Return each line below that contains the string "belt", copied in full.

=== Task inputs ===
------------------------
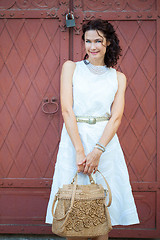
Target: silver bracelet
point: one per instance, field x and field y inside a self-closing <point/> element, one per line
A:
<point x="100" y="145"/>
<point x="100" y="148"/>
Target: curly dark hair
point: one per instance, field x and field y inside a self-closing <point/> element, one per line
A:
<point x="113" y="51"/>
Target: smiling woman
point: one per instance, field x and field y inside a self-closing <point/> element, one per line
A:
<point x="92" y="101"/>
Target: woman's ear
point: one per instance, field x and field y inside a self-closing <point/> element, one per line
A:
<point x="108" y="43"/>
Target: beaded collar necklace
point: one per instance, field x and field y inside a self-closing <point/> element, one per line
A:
<point x="96" y="69"/>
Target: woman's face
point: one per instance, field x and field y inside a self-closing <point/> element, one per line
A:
<point x="95" y="45"/>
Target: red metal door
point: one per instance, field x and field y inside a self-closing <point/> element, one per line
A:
<point x="137" y="25"/>
<point x="33" y="46"/>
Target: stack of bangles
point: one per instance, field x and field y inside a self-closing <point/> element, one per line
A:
<point x="100" y="147"/>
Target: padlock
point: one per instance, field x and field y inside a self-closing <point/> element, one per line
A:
<point x="70" y="22"/>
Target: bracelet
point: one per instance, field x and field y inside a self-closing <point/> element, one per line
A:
<point x="100" y="145"/>
<point x="100" y="148"/>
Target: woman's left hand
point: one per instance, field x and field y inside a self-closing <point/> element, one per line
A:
<point x="92" y="161"/>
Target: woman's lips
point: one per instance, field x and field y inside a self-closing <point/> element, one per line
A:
<point x="94" y="53"/>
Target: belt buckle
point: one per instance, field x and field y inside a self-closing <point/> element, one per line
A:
<point x="92" y="120"/>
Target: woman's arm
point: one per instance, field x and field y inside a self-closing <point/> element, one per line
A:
<point x="66" y="94"/>
<point x="92" y="159"/>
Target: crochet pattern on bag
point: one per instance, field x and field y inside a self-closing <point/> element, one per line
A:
<point x="91" y="213"/>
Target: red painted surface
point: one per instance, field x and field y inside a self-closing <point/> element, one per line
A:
<point x="33" y="46"/>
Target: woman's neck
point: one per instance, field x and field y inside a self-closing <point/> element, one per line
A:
<point x="96" y="62"/>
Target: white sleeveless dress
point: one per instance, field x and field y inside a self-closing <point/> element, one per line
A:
<point x="93" y="95"/>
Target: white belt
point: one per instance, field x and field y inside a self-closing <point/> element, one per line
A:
<point x="91" y="119"/>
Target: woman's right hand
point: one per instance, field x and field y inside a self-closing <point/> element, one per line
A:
<point x="81" y="161"/>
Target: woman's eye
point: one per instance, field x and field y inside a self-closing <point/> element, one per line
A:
<point x="98" y="41"/>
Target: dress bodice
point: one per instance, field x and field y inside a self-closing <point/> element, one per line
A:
<point x="93" y="94"/>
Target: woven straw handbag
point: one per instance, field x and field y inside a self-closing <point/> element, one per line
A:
<point x="81" y="210"/>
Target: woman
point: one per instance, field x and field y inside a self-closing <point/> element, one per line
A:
<point x="92" y="100"/>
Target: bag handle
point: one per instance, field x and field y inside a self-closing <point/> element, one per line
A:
<point x="109" y="190"/>
<point x="74" y="182"/>
<point x="72" y="201"/>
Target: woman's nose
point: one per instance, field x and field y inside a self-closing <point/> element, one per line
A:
<point x="93" y="46"/>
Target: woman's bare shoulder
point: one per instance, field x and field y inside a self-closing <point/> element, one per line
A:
<point x="69" y="65"/>
<point x="121" y="75"/>
<point x="121" y="79"/>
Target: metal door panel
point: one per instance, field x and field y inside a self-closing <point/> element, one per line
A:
<point x="31" y="58"/>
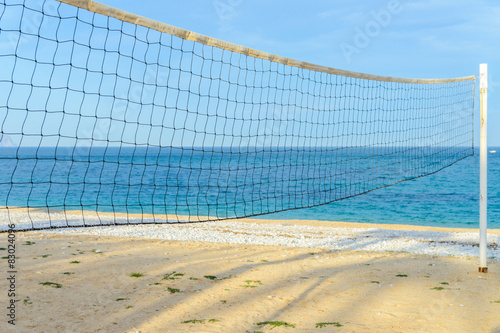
------------------------
=== Solution to this task ===
Target: belt buckle
Target: white belt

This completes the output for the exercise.